*** Opening Reading passage ***

I started reading forums and health websites and gave myself a self-diagnosis of either:
- Tongue cancer (80% sure this was it)
- Thrush (a disease I'm pretty sure only babies or horses get) (5%)
- An STD born in a manger (since I have no idea how the hell I would have contracted it considering the fact that I am basically a hermit who boys hate) (5%)
- A reaction to an antibiotic that someone crushed up and mixed into some other food I ate, since I haven't taken one in like a year (10%)
And just as quickly as my illegitimate, ill-fated and ill-begotten love affair with dental care began, here it ends.
Here I am, trying to be conscientious and plaque-free, and it blows up right in my face. So I figure I might as well throw it all to the wind and go buy some pixy stix and a pack of Fruit Stripe gum. Goddamnit.
2 comments:
You got the glossitis!
https://health.google.com/health/ref/Glossitis
I had the same thing when I decided to turn my back on what I thought was the overpriced brand name "Listerine". I stocked up on Wegmans half-priced counterpart (Orange flavor). Despite being an ingredient for ingredient clone of Listerine, Danny must have cut some corners in crafting this anti-bacterial brew, because my tongue was hurting for days.
Had a similar experience with the generic brand All-purpose contact solution from Wegmans. Alec Baldwin fails to mention this in the commercials.
I'm pretty sure I need at least three root canals, so kudos to you for taking that first step... ill-fated though it may have been.

*** Closing Reading passage ***
*** Opening Data records ***

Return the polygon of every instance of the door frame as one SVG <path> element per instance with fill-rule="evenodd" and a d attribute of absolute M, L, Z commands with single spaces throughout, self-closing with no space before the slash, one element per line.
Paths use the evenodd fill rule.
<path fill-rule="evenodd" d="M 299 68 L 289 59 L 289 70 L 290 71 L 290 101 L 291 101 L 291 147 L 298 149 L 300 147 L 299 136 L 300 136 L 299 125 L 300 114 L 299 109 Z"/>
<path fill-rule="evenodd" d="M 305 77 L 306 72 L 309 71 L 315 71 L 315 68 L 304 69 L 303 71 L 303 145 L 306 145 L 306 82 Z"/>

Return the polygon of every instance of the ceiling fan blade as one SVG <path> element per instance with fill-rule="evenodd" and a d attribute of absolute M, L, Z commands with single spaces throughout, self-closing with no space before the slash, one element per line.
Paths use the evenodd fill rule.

*** Closing Data records ***

:: Assigned task ::
Quote the post about the tongue self-diagnosis above word for word, starting at the words "I started reading" and ending after "horses get) (5%)".

:: Task result ::
I started reading forums and health websites and gave myself a self-diagnosis of either:
- Tongue cancer (80% sure this was it)
- Thrush (a disease I'm pretty sure only babies or horses get) (5%)